Report, as a single number, how many lines of the records contain the word "ventilators".

Segment Start: RECORDS FOR THE EXERCISE

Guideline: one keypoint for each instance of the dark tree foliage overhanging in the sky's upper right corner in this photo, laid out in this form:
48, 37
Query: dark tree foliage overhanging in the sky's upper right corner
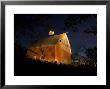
72, 21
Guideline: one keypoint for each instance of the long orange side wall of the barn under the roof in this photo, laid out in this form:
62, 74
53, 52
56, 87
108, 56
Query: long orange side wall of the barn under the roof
44, 53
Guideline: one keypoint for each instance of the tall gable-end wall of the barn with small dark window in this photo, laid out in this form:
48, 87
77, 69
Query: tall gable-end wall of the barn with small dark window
63, 50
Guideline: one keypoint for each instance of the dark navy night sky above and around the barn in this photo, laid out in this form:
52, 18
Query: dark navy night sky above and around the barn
28, 28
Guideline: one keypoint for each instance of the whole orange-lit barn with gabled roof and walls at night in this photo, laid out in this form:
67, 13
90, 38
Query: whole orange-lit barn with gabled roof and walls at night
55, 48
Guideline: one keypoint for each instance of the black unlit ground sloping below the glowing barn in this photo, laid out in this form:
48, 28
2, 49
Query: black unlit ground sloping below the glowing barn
27, 67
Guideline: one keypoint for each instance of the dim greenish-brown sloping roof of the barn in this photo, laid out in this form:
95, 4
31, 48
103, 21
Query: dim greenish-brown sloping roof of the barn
51, 40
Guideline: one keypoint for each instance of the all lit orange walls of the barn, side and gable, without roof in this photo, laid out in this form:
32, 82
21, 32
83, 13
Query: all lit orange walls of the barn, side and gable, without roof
60, 52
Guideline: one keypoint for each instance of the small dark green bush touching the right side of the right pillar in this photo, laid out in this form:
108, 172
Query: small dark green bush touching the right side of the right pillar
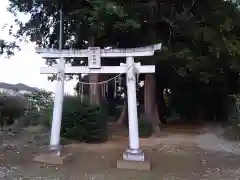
145, 127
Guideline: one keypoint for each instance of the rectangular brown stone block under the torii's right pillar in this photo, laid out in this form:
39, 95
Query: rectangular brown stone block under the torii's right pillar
134, 165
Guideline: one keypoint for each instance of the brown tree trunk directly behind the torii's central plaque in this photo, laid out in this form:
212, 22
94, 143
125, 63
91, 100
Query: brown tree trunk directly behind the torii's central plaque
94, 93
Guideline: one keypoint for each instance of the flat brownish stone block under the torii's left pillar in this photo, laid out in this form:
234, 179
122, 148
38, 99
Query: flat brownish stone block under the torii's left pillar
52, 159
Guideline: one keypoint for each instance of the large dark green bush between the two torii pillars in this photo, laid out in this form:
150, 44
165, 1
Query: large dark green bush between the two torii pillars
83, 122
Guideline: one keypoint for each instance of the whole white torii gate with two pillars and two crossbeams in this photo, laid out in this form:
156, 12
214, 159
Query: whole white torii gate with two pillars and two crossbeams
94, 55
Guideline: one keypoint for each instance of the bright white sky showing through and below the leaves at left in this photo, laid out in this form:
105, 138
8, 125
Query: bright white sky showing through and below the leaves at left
24, 66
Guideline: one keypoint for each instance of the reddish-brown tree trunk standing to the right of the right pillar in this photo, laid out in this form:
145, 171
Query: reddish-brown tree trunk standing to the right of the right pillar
150, 101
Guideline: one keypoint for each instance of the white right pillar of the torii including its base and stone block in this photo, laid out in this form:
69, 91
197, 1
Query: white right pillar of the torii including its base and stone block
133, 157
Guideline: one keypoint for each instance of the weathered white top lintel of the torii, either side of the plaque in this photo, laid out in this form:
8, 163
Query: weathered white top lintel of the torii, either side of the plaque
129, 52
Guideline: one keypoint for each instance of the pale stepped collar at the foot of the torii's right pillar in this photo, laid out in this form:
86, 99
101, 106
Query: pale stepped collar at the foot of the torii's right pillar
133, 155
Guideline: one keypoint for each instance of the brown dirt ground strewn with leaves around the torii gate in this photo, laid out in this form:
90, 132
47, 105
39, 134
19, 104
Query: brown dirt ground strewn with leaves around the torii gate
174, 156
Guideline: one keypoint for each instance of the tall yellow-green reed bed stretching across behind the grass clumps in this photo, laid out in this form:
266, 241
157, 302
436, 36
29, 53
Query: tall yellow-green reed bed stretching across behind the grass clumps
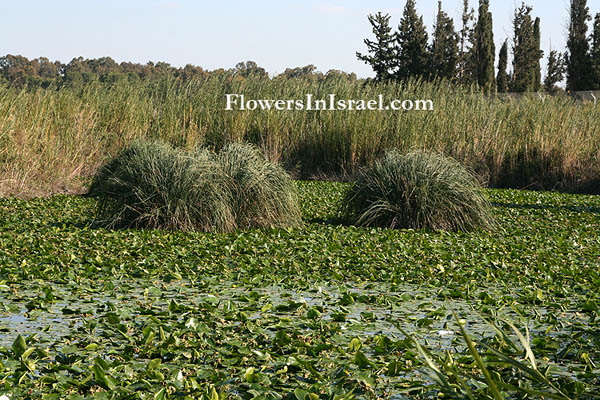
54, 140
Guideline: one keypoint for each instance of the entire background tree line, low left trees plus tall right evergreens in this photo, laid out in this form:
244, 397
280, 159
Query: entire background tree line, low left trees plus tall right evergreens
464, 54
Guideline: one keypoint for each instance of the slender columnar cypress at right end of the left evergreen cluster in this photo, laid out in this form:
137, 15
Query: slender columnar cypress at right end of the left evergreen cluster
484, 48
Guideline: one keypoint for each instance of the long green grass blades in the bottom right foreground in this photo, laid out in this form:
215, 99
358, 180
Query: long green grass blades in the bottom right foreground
503, 366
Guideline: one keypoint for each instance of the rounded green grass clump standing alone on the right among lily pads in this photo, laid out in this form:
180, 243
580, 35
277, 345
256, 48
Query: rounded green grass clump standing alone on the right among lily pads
418, 191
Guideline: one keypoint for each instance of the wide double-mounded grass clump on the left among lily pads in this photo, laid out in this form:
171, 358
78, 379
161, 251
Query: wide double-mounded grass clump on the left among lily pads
151, 185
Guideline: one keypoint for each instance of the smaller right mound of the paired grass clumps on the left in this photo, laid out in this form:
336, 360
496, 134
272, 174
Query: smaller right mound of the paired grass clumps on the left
262, 193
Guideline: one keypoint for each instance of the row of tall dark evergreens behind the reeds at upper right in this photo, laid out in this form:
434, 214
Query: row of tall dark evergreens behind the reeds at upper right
467, 54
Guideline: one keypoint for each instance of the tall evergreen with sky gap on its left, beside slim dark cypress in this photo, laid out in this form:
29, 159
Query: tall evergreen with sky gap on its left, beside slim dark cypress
525, 52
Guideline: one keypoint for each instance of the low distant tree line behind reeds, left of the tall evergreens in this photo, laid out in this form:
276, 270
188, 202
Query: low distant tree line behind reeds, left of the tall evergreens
40, 72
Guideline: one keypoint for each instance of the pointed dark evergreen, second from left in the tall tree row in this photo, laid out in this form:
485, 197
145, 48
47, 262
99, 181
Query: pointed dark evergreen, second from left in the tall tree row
412, 44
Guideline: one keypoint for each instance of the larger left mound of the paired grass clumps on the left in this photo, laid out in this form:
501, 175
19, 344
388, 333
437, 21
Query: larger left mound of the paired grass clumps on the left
151, 185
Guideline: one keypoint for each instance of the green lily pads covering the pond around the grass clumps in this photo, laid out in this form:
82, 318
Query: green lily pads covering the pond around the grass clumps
324, 311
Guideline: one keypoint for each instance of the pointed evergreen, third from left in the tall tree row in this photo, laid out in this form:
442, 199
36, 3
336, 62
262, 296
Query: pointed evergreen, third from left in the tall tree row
444, 49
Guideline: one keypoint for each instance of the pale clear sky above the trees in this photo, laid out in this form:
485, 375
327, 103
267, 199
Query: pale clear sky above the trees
219, 34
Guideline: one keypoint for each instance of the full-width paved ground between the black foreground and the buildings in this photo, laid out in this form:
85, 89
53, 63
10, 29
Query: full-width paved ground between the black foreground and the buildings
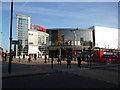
38, 67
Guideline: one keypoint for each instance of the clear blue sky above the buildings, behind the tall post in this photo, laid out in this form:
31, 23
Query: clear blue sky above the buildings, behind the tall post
60, 15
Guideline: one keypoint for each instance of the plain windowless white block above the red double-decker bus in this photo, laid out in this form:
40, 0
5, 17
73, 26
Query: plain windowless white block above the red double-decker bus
105, 37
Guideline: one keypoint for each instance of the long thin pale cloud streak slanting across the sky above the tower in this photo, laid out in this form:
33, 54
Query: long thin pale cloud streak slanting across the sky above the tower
46, 11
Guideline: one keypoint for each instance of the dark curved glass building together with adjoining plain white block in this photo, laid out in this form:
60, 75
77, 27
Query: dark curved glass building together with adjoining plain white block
70, 41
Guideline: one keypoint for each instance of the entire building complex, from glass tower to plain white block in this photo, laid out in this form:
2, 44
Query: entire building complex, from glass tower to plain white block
34, 39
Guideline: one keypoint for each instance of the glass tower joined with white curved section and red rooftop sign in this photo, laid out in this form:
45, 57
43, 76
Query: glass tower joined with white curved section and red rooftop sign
32, 39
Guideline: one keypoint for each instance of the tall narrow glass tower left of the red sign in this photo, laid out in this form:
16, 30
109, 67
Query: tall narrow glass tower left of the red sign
23, 24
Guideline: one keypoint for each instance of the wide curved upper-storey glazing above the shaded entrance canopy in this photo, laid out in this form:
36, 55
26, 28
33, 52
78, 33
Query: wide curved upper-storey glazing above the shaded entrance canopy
70, 37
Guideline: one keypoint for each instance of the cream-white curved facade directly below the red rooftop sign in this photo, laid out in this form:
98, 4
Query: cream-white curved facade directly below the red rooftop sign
37, 42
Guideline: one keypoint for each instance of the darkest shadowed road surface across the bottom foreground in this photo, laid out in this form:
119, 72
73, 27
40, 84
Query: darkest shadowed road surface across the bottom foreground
57, 80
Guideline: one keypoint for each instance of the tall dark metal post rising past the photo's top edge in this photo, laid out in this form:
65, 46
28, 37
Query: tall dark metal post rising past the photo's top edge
10, 58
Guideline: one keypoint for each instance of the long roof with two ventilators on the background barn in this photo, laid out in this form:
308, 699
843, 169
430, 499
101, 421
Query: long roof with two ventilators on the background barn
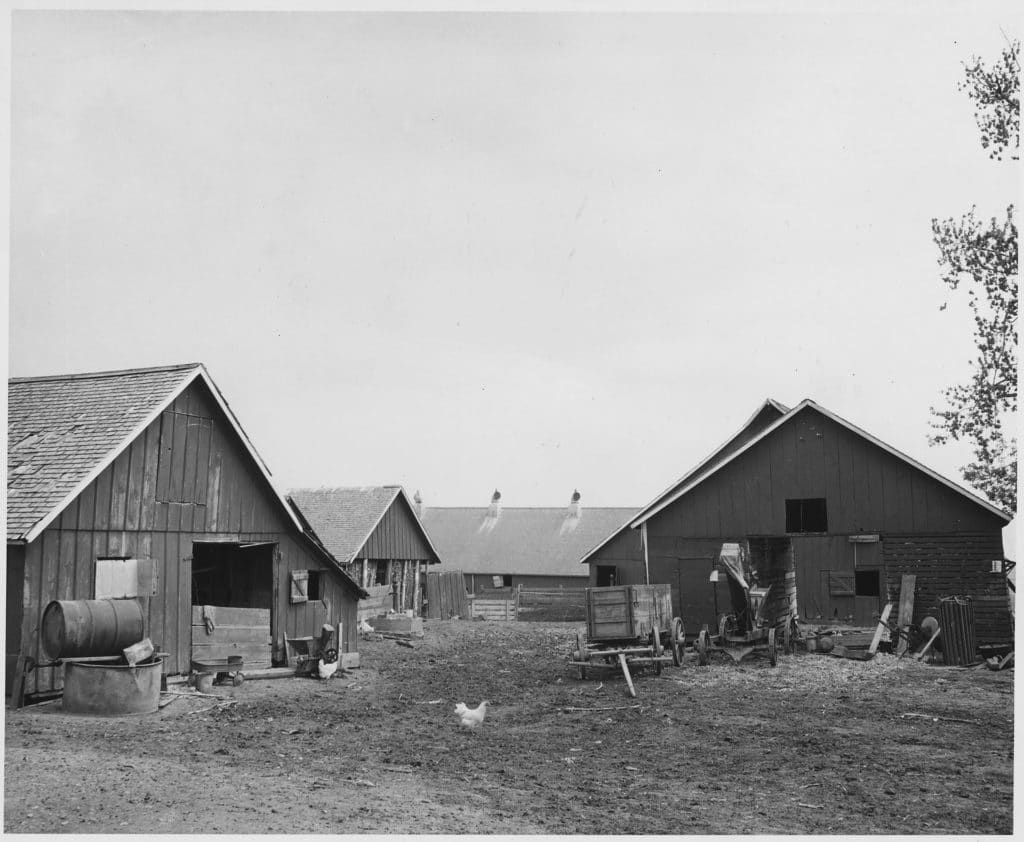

Segment End: RECORDS FOR THE EXERCISE

● ANSWER SPACE
2